## WHAT YOU SHOULD DO
Please write out every line of the data below, keeping each character unchanged.

## DATA

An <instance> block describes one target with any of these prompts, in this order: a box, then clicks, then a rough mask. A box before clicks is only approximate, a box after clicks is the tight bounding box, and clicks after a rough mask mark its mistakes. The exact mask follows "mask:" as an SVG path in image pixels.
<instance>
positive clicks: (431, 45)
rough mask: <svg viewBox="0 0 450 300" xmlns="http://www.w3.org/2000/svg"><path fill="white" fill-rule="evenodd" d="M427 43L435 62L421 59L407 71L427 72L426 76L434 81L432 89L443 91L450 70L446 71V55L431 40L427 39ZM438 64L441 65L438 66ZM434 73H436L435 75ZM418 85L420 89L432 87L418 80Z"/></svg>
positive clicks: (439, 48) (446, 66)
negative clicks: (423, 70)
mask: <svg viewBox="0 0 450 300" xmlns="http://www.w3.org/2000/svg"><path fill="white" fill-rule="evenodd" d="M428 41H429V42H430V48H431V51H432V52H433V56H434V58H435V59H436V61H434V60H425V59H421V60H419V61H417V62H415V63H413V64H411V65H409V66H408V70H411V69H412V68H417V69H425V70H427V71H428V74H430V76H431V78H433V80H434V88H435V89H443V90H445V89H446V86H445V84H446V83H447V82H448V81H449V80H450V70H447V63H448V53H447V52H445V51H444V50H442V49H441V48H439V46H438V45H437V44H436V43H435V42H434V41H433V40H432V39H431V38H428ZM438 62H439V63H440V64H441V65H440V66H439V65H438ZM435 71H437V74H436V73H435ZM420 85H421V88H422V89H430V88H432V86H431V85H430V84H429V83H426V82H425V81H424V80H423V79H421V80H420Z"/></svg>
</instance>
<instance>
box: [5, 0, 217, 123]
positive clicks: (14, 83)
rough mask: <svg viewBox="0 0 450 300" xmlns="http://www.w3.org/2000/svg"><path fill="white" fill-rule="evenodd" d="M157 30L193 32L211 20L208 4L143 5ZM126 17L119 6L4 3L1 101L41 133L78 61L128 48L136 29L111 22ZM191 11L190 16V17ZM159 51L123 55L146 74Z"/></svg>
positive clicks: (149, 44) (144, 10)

## RESULT FOR THIS TASK
An <instance> block describes one target with any of these prompts, in this order: a box, then clicks, then a rough mask. A box before clicks is only approximate, a box after clicks is the tight bounding box, and clicks after a rough mask mark its mistakes. The exact mask follows "mask:" as an SVG path in image pixels.
<instance>
positive clicks: (431, 45)
rough mask: <svg viewBox="0 0 450 300" xmlns="http://www.w3.org/2000/svg"><path fill="white" fill-rule="evenodd" d="M427 43L435 62L421 59L407 71L427 72L426 76L434 81L432 89L443 91L450 70L446 71V55L431 40L427 39ZM438 64L441 65L438 66ZM434 73H436L435 75ZM418 85L420 89L432 87L418 80Z"/></svg>
positive clicks: (439, 48) (446, 66)
negative clicks: (423, 70)
mask: <svg viewBox="0 0 450 300" xmlns="http://www.w3.org/2000/svg"><path fill="white" fill-rule="evenodd" d="M428 41H429V42H430V48H431V51H432V52H433V56H434V58H435V59H436V61H434V60H425V59H421V60H419V61H417V62H415V63H413V64H411V65H409V66H408V70H411V69H412V68H417V69H425V70H427V71H428V74H430V76H431V78H433V80H434V88H435V89H443V90H445V89H446V86H445V84H446V83H447V82H448V81H449V80H450V70H447V63H448V53H447V52H445V51H444V50H442V49H441V48H439V46H438V45H437V44H436V43H435V42H434V41H433V40H432V39H431V38H428ZM438 62H439V63H440V64H441V65H440V66H439V65H438ZM435 71H437V74H436V73H435ZM420 85H421V88H422V89H430V88H432V86H431V85H430V84H429V83H426V82H425V81H424V80H423V79H421V80H420Z"/></svg>
</instance>
<instance>
box: [5, 0, 217, 123]
positive clicks: (14, 83)
rough mask: <svg viewBox="0 0 450 300" xmlns="http://www.w3.org/2000/svg"><path fill="white" fill-rule="evenodd" d="M157 30L193 32L211 20L208 4L143 5ZM126 17L119 6L4 3L1 101L41 133L78 61L128 48L136 29L111 22ZM191 11L190 16V17ZM159 51L123 55L146 74Z"/></svg>
positive clicks: (149, 44) (144, 10)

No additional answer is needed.